(Saved data entries)

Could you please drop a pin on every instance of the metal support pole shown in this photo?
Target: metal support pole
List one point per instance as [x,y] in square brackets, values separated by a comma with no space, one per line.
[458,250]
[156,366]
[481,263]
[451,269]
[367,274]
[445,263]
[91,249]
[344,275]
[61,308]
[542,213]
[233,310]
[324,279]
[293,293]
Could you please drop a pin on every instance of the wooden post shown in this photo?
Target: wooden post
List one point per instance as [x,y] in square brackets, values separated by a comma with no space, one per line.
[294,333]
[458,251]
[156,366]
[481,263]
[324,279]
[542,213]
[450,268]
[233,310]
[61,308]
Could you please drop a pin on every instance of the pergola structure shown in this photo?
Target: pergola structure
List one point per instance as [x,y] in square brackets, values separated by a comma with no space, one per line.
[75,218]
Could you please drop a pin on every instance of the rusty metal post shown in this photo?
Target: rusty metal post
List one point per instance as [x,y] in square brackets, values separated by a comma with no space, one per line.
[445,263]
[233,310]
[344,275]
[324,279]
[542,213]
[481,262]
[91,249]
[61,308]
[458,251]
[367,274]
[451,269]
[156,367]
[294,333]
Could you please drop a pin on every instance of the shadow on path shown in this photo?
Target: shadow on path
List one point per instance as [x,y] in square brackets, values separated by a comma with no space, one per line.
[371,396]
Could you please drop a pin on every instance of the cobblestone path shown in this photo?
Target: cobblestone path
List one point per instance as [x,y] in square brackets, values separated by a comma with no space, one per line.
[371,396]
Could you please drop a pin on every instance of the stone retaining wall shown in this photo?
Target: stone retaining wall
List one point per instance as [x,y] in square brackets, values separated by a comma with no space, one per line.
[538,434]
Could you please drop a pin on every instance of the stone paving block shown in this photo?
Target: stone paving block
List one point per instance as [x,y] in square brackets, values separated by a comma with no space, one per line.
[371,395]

* **GOAL**
Rewrite all of the records above as a numbered list, leaving out any blank lines.

* **SOLUTION TO THIS PROBLEM**
1. Could you please drop a pin on every instance of the metal support pole shown in this photo?
2. Target: metal support pole
3. List one point per instance as [x,y] in square brackets, values separated by a comma with no space, one per line.
4. [458,250]
5. [156,366]
6. [481,263]
7. [451,269]
8. [367,274]
9. [445,263]
10. [91,249]
11. [344,275]
12. [61,308]
13. [542,213]
14. [233,310]
15. [324,279]
16. [293,293]
17. Could you please drop a pin on every instance of the wooden post shown in this photo?
18. Target: wooden post
19. List one point per instance as [x,y] in square brackets, values separated by a comma with no space, one per line.
20. [294,333]
21. [458,251]
22. [156,366]
23. [481,263]
24. [324,279]
25. [542,213]
26. [450,268]
27. [233,310]
28. [61,308]
29. Could you please drop a pin on every instance of the pergola structure shown in this photo?
30. Target: pergola structure
31. List one point per instance as [x,y] in square brackets, values separated by a comma with no space, one per line.
32. [75,218]
33. Could you please drop a pin on every instance of the rusty metal post shown in this photo?
34. Target: rusty metal post
35. List one point per instance as [x,y] in square brackets, values separated by a comma with no space, one per line.
36. [445,263]
37. [233,310]
38. [344,275]
39. [324,279]
40. [542,213]
41. [481,262]
42. [91,249]
43. [61,308]
44. [458,251]
45. [367,274]
46. [451,269]
47. [156,367]
48. [294,333]
49. Could you please drop a pin on every instance of the shadow on path shown in this photo?
50. Target: shadow on path
51. List one point per instance as [x,y] in square brackets, values separated by a comma with no space, one per line.
52. [371,396]
53. Could you please drop a pin on every instance of the cobblestone path shown in this photo?
54. Target: cobblestone path
55. List one point per instance as [x,y] in square brackets, values separated by a comma with no space, one per line.
56. [371,396]
57. Could you please drop a pin on every instance of the stone retaining wall shown in this photo?
58. Target: stone retaining wall
59. List one point per instance as [x,y] in square brackets, values separated by a comma with no space, one per line.
60. [538,434]
61. Could you please drop a pin on every instance of the stone paving block shown in this photo?
62. Target: stone paving block
63. List one point per instance as [x,y] in square brackets, values separated by a comma with no space, one per line.
64. [371,395]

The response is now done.